COMPLETE THE FOLLOWING:
**A)** Copy the n-queens write-up verbatim from "Each solution contains" to "empty space, respectively.".
**B)** Pick up the n-queens write-up where it stops and continue it.

SELECTED EXCERPT:
## start
The n-queens puzzle is the problem of placing n queens on an n x n chessboard such that no two queens attack each other.

Given an integer n, return all distinct solutions to the n-queens puzzle. You may return the answer in any order.

Each solution contains a distinct board configuration of the n-queens' placement, where 'Q' and '.' both indicate a queen and an empty space, respectively.

Example 1:

Input: n = 4
Output: [[".Q..","...Q","Q...","..Q."],["..Q.","Q...","...Q",".Q.."]]

Explanation: There exist two distinct solutions to the 4-queens puzzle as shown above

Example 2:

Input: n = 1
Output: [["Q"]]

Constraints:

  • 1 <= n <= 9

Solution:

java
public class NQueens2 {

    public static List<List<String>> nQueens(int n) {
        // List of Lists of boards
        List<List<String>> allBoards = new ArrayList<>();
        char[][] board = new char[n][n];
        helper(board, allBoards, 0);
        return allBoards;
    }

    static void helper(char[][] board, List<List<String>> allBoards, int col) {
        // save board to allBoards after placing Queens on all possible cols
        if (col == board.length) {
            saveBoard(board, allBoards);
            return;
        }
        for (int row = 0; row < board.length; row++) {
            // if it's safe, place queen at row
            if (isSafe(row, col, board)) {
                board[row][col] = 'Q';
                helper(board, allBoards, col + 1);
                // backtracking
                board[row][col] = '.';
            }
        }
    }

    // Fn to check if it's safe to place Queen
    static boolean isSafe(int row, int col, char[][] board) {
        int len = board.length;
        // traverse in all cols to check if a queen is already present or not
        for (int i = 0; i < len; i++) {
            if (board[row][i] == 'Q')
## end
COLLECTED DATA:
## start
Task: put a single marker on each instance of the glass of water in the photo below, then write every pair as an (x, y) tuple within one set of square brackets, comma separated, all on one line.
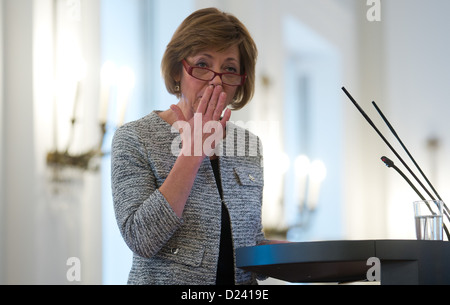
[(428, 218)]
## end
RESPONSES TO THE EXERCISE:
**A)**
Each solution contains a distinct board configuration of the n-queens' placement, where 'Q' and '.' both indicate a queen and an empty space, respectively.

**B)**
                return false;
        }
        // traverse in all rows to check if a queen is already present or not
        for (int i = 0; i < len; i++) {
            if (board[i][col] == 'Q')
                return false;
        }
        // traverse through upper left diagonal to check if queen is present
        int r = row;
        for (int c = col; c >= 0 && r >= 0; r--, c--) {
            if (board[r][c] == 'Q')
                return false;
        }
        // traverse through upper right diagonal to check if queen is present
        r = row;
        for (int c = col; c < len && r >= 0; r--, c++) {
            if (board[r][c] == 'Q')
                return false;
        }
        // traverse through lower left diagonal to check if queen is present
        r = row;
        for (int c = col; c >= 0 && r < len; r++, c--) {
            if (board[r][c] == 'Q')
                return false;
        }
        // traverse through lower right diagonal to check if queen is present
        r = row;
        for (int c = col; c < len && r < len; r++, c++) {
            if (board[r][c] == 'Q')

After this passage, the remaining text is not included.